Passage fourni
------------------------------------------------------------------------

Le haïku a la cote par les temps qui courent, comme bon nombre de tendances asiatiques.

Court poème dont les origines remontent au XVIIe siècle, le haïku a depuis essaimé de par le monde, et sa brièveté n’est peut-être pas étrangère à l’intérêt qu’on lui porte dans ce monde vivant en accéléré. Poésie de l’instantané pour les uns, anti-poème pour les autres, le haïku ne s’embarrasse généralement pas de métaphores et ne craint pas d’appeler un chat par son nom. Paradoxalement, par sa brièveté même, ce genre poétique restitue l’épaisseur et la durée d’un bref moment, généralement porté par un émerveillement devant le réel.

------------------------------------------------------------------------

Données affichées

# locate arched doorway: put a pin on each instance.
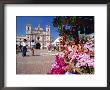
(38, 45)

------------------------------------------------------------------------

Liste des tâches
A) Recopiez le passage sur le haïku depuis « Le haïku a la » jusqu'à « devant le réel. » inclus.
B) Résumez en deux phrases le passage sur le haïku.

Réponses par tâche
A)
Le haïku a la cote par les temps qui courent, comme bon nombre de tendances asiatiques.

Court poème dont les origines remontent au XVIIe siècle, le haïku a depuis essaimé de par le monde, et sa brièveté n’est peut-être pas étrangère à l’intérêt qu’on lui porte dans ce monde vivant en accéléré. Poésie de l’instantané pour les uns, anti-poème pour les autres, le haïku ne s’embarrasse généralement pas de métaphores et ne craint pas d’appeler un chat par son nom. Paradoxalement, par sa brièveté même, ce genre poétique restitue l’épaisseur et la durée d’un bref moment, généralement porté par un émerveillement devant le réel.

B) Court poème né au XVIIe siècle, le haïku s'est répandu dans le monde et a aujourd'hui la cote, peut-être en raison de sa brièveté dans un monde qui vit en accéléré. Il se passe généralement de métaphores et, paradoxalement, sa brièveté même restitue l'épaisseur et la durée d'un bref moment, souvent porté par un émerveillement devant le réel.